**Consegna**
Trascrivi per intero il brano sull'impegno personale dopo la pandemia, senza cambiare nulla.

**Brano del documento**

# # #

E, allora, piuttosto che stare a lamentarsi o a girarsi dall’altra parte o peggio ancora a voltarsi indietro, forse è arrivato il momento che ciascuno faccia la propria. Non aspettando che siano gli altri a fare il primo passo, ma mettendosi in gioco in prima persona, consapevoli “Che ognuno ha la sua parte in questa grande scena. Ognuno i suoi diritti, ognuno la sua schiena. Per sopportare il peso di ogni scelta. Il peso di ogni passo, il peso del coraggio” (Il peso del coraggio).

E tutto questo senza dimenticare i morti e con una attenzione speciale a tutti coloro che sono stati colpiti economicamente più che altri da questa pandemia. Senza disperdere le nostre energie, sena covar rancori o lasciare che la rabbia prenda il sopravvento, ricordando che “siamo il silenzio che resta dopo le parole. Siamo la voce che può arrivare dove vuole. Siamo il confine della nostra libertà. Siamo noi l’umanità. Siamo in diritto di cambiare tutto. E di ricominciare” (Il peso del coraggio).

# # #

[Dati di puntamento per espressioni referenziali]
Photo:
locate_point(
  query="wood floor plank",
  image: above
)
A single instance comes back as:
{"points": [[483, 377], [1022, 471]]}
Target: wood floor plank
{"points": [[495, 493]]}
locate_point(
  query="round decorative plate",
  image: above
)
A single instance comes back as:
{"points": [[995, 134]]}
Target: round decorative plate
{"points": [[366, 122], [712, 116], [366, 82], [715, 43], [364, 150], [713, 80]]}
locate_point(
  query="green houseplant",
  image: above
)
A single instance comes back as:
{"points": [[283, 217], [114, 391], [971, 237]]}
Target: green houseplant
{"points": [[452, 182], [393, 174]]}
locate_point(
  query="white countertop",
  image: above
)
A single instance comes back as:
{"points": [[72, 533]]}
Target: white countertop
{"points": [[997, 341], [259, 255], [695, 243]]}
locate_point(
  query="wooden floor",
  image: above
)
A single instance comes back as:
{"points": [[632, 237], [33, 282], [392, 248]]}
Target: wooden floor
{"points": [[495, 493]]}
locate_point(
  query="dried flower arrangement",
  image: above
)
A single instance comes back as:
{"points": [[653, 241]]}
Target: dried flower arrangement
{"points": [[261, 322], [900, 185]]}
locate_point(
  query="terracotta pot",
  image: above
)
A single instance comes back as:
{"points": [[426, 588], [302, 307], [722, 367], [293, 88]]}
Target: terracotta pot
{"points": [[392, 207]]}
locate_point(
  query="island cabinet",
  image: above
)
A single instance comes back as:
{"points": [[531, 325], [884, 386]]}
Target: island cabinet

# # #

**Risposta finale**
E, allora, piuttosto che stare a lamentarsi o a girarsi dall’altra parte o peggio ancora a voltarsi indietro, forse è arrivato il momento che ciascuno faccia la propria. Non aspettando che siano gli altri a fare il primo passo, ma mettendosi in gioco in prima persona, consapevoli “Che ognuno ha la sua parte in questa grande scena. Ognuno i suoi diritti, ognuno la sua schiena. Per sopportare il peso di ogni scelta. Il peso di ogni passo, il peso del coraggio” (Il peso del coraggio).

E tutto questo senza dimenticare i morti e con una attenzione speciale a tutti coloro che sono stati colpiti economicamente più che altri da questa pandemia. Senza disperdere le nostre energie, sena covar rancori o lasciare che la rabbia prenda il sopravvento, ricordando che “siamo il silenzio che resta dopo le parole. Siamo la voce che può arrivare dove vuole. Siamo il confine della nostra libertà. Siamo noi l’umanità. Siamo in diritto di cambiare tutto. E di ricominciare” (Il peso del coraggio).